__Goal of the exercise__:
Rewrite as a JSON list of strings the part of the records that opens with the line containing "Can you spot the club crest on striped" and closes with the line containing "x=87, y=336", both included, one string per line and blank lines omitted.

__Data listing__:
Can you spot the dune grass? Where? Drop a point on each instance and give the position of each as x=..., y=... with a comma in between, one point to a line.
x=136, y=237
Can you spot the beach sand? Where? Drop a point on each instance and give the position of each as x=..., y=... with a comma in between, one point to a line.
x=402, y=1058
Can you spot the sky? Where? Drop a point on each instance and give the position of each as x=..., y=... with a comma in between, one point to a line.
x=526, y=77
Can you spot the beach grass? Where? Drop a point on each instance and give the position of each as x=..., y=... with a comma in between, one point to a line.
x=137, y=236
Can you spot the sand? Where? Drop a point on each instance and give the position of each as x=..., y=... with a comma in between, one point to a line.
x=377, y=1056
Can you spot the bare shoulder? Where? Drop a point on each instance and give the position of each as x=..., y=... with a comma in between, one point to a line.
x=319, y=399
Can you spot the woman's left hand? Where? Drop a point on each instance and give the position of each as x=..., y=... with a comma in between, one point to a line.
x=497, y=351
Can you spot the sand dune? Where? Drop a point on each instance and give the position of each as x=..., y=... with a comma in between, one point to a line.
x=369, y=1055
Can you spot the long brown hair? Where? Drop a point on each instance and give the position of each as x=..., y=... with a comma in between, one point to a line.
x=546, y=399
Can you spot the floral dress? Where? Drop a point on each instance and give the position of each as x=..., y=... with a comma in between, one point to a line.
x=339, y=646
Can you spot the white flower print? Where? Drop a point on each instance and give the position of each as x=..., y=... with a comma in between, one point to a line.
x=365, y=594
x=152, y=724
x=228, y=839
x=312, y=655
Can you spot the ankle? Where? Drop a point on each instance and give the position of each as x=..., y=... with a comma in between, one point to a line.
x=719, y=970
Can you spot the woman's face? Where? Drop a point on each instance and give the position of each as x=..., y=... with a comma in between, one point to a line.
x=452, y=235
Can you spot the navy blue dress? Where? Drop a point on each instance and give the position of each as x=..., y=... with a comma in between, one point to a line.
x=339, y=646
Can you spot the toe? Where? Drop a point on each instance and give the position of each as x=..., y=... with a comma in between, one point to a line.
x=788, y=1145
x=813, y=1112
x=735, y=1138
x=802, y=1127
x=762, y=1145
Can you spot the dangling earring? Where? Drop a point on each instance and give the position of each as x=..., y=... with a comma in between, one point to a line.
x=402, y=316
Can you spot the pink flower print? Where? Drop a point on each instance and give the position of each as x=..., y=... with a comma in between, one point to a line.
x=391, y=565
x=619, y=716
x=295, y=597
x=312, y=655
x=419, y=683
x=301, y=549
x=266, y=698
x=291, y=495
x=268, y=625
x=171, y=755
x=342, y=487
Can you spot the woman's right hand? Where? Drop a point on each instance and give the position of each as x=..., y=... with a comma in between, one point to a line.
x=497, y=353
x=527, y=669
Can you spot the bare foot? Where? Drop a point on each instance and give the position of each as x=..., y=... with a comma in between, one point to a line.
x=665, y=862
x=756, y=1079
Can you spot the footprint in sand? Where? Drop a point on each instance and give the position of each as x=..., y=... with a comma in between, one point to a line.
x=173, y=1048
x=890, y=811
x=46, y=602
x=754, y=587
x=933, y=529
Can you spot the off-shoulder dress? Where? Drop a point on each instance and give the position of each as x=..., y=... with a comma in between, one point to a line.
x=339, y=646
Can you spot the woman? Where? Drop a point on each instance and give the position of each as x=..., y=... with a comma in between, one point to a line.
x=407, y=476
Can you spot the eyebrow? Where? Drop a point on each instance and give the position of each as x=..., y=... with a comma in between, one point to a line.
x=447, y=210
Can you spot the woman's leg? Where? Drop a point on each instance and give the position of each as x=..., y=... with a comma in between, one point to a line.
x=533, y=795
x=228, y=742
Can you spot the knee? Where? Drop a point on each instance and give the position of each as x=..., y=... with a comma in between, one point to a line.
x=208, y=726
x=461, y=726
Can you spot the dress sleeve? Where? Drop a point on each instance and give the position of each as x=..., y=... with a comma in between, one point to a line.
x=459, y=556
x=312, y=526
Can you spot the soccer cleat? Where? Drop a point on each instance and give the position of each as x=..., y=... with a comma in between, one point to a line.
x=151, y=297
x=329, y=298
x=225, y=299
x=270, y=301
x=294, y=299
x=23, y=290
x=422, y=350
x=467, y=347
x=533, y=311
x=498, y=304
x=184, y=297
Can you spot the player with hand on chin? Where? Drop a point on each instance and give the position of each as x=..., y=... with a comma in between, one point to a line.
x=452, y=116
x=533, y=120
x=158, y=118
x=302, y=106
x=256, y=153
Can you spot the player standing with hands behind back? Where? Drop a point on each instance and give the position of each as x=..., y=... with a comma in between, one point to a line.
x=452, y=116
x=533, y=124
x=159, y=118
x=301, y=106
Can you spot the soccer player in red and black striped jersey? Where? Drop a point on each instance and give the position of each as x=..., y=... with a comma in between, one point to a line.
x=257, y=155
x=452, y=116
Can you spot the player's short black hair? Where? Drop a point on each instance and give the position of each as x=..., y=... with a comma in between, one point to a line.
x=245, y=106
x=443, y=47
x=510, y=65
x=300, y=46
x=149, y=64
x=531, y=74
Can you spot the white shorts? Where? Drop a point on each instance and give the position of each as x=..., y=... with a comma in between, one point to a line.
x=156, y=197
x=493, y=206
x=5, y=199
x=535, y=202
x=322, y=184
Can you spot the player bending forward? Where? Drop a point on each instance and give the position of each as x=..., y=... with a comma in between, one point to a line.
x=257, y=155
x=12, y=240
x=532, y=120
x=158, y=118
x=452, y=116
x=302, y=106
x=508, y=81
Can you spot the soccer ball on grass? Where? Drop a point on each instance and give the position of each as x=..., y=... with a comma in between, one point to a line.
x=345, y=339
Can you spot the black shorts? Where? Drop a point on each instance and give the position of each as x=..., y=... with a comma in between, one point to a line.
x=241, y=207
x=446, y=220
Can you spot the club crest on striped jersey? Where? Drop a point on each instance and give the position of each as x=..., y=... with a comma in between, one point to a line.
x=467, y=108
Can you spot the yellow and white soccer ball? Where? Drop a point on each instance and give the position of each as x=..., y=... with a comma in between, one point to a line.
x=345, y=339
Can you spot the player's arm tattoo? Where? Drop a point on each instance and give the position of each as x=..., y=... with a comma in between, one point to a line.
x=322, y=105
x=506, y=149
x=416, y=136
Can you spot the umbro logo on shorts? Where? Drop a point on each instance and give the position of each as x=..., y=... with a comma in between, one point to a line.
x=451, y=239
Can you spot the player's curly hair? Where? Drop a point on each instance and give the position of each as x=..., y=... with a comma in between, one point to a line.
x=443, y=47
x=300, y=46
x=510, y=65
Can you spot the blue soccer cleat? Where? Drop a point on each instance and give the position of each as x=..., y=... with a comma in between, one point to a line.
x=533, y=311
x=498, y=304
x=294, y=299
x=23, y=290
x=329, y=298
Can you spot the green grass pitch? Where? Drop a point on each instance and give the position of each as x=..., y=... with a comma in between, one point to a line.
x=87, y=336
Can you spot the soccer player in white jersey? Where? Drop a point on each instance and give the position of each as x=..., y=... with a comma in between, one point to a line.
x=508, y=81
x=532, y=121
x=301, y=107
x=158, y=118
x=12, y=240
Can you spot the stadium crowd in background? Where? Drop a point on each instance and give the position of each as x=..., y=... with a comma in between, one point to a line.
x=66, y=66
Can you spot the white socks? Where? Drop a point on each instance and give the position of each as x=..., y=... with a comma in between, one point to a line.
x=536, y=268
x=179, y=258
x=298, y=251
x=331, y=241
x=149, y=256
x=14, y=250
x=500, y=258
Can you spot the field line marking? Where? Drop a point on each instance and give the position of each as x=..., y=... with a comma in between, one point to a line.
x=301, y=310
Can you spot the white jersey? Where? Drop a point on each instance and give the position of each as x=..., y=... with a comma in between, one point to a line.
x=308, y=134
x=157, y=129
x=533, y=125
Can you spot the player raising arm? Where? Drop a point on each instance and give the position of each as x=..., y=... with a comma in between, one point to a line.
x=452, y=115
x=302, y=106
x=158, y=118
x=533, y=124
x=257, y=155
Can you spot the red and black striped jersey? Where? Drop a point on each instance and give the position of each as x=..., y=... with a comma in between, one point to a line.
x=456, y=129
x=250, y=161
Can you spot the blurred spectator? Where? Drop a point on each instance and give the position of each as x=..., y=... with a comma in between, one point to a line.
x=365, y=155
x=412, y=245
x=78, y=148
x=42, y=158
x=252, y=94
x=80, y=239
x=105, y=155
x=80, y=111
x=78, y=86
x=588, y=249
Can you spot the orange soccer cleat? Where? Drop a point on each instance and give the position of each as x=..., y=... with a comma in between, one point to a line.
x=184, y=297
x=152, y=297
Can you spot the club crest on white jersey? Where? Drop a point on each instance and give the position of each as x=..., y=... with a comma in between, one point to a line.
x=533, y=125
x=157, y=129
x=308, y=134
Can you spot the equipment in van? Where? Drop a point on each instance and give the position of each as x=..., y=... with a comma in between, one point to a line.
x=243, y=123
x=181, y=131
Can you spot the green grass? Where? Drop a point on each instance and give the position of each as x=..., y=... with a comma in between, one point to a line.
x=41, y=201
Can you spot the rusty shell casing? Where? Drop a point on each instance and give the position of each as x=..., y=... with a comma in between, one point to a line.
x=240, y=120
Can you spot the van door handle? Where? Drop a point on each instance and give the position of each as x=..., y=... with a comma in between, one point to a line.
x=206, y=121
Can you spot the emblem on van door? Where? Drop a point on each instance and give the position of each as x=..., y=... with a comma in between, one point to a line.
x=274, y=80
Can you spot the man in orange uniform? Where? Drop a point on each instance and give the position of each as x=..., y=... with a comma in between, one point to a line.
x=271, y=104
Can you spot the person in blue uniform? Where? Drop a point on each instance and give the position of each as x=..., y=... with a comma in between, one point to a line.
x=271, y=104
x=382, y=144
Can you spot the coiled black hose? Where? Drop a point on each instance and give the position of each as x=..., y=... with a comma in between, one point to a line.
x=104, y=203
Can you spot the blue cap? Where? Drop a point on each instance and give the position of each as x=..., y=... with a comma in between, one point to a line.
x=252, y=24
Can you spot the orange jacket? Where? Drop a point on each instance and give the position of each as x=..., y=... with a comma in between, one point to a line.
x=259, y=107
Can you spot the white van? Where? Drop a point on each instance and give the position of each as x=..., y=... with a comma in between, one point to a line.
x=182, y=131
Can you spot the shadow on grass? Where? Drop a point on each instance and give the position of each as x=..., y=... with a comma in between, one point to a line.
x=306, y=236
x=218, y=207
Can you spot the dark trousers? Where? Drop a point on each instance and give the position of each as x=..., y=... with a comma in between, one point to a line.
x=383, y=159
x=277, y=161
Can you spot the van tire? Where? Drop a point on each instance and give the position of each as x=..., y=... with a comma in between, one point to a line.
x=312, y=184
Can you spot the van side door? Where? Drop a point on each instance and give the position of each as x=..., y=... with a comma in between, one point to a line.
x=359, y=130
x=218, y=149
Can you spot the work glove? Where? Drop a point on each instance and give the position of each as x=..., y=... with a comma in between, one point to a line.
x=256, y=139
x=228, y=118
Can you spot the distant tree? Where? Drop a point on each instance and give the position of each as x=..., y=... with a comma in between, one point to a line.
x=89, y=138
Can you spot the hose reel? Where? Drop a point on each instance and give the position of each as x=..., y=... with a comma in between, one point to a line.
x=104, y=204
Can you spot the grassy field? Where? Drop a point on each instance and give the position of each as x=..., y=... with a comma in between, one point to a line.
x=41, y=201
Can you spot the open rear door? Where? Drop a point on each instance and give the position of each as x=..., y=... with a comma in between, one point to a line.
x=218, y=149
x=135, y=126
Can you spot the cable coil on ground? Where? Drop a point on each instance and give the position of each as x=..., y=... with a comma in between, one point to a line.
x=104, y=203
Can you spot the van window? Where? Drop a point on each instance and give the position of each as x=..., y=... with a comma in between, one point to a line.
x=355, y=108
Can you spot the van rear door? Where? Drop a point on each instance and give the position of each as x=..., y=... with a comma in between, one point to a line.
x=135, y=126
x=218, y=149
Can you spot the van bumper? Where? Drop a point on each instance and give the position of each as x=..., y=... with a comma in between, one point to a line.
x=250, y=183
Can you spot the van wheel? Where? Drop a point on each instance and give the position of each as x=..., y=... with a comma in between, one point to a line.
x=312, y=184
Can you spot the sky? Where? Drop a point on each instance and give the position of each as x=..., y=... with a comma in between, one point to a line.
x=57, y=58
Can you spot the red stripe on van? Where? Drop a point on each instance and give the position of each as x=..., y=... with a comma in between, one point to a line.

__Response__:
[
  "Can you spot the club crest on striped jersey? Where? Drop a point on each instance and give the position of each as x=..., y=... with a comma in between, one point to a line.",
  "x=467, y=108",
  "Can you spot the yellow and white soccer ball? Where? Drop a point on each instance and give the position of each as x=..., y=... with a comma in between, one point to a line.",
  "x=345, y=339",
  "Can you spot the player's arm tattoo? Where? Drop a point on each instance and give the position of each as x=..., y=... with a comma in between, one point to a line.",
  "x=322, y=105",
  "x=506, y=149",
  "x=416, y=136",
  "Can you spot the umbro logo on shorts? Where? Drop a point on each instance and give the position of each as x=..., y=... with a comma in between, one point to a line.",
  "x=451, y=239",
  "Can you spot the player's curly hair? Where? Drop a point on each instance and give the position of each as x=..., y=... with a comma in between, one point to a line.",
  "x=443, y=47",
  "x=300, y=46",
  "x=510, y=65",
  "Can you spot the blue soccer cleat? Where? Drop a point on each instance and give the position of each as x=..., y=... with a comma in between, one point to a line.",
  "x=533, y=311",
  "x=498, y=304",
  "x=294, y=299",
  "x=23, y=290",
  "x=329, y=298",
  "Can you spot the green grass pitch? Where? Drop a point on each instance and give the position of each as x=..., y=... with a comma in between, one point to a line.",
  "x=87, y=336"
]